* Written request
Extract every line of the material below and reproduce each one word for word, in its original order.

(Excerpt from a dataset)

⁂

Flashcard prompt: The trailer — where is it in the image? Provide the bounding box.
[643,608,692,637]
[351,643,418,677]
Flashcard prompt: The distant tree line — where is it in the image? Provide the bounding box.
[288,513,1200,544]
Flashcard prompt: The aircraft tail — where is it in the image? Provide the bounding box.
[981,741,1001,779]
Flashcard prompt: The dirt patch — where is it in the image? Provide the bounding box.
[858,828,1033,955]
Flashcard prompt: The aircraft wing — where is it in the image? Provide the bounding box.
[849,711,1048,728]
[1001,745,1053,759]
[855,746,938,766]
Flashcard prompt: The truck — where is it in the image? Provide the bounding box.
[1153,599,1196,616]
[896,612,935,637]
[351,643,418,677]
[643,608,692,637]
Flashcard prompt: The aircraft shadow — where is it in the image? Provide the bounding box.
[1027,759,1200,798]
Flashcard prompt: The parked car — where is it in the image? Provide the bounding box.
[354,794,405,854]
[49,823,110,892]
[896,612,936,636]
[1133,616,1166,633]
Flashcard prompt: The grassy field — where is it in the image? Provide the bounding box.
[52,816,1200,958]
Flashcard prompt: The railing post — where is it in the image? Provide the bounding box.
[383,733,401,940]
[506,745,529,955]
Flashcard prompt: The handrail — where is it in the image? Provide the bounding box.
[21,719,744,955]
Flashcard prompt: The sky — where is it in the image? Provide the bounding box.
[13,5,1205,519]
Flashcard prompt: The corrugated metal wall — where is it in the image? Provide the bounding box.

⁂

* The solution
Flashcard prompt: The trailer — where is it in the image? Provide the bounding box.
[643,608,692,637]
[351,643,418,677]
Flashcard prompt: The distant tree line — where is it in the image? Provide the bounding box.
[288,513,1200,544]
Flashcard prompt: The aircraft tail — where is it in the image? Provide the bounding box.
[981,741,1001,779]
Flashcard prompt: The dirt patch — where is it in the image? Provide the bounding box.
[858,828,1033,955]
Flashcard prompt: The aircraft wing — where is it in the image? Provide the bounding box.
[849,711,1048,728]
[1001,745,1053,759]
[855,746,938,766]
Flashcard prompt: The truck — where is it in the image? Provide the bounding box.
[1153,599,1196,616]
[896,612,935,637]
[351,643,418,677]
[643,608,692,637]
Flashcard prompt: The aircraft shadow — where is it in the image? Provide the bounding box.
[1027,759,1200,798]
Flashcard prompt: The parked car — where is it in the image? Provide the bounding box.
[354,794,405,854]
[49,823,110,892]
[896,612,936,636]
[1133,616,1166,633]
Flashcard prompt: The grassy field — where is it in the image? Provide the bounding box.
[52,816,1200,958]
Flashcard prompt: The railing post — where is it in the image? Provide the bounding box.
[383,733,401,940]
[506,745,529,955]
Flashcard prompt: The handrail — where is it in the image? Provide the bounding box.
[21,719,744,955]
Flashcard prompt: The sky — where is it in the image? Provide the bounding box.
[13,5,1205,519]
Flashcard prompt: The corrugated metal wall — where is it in the image? Provide the bounding box.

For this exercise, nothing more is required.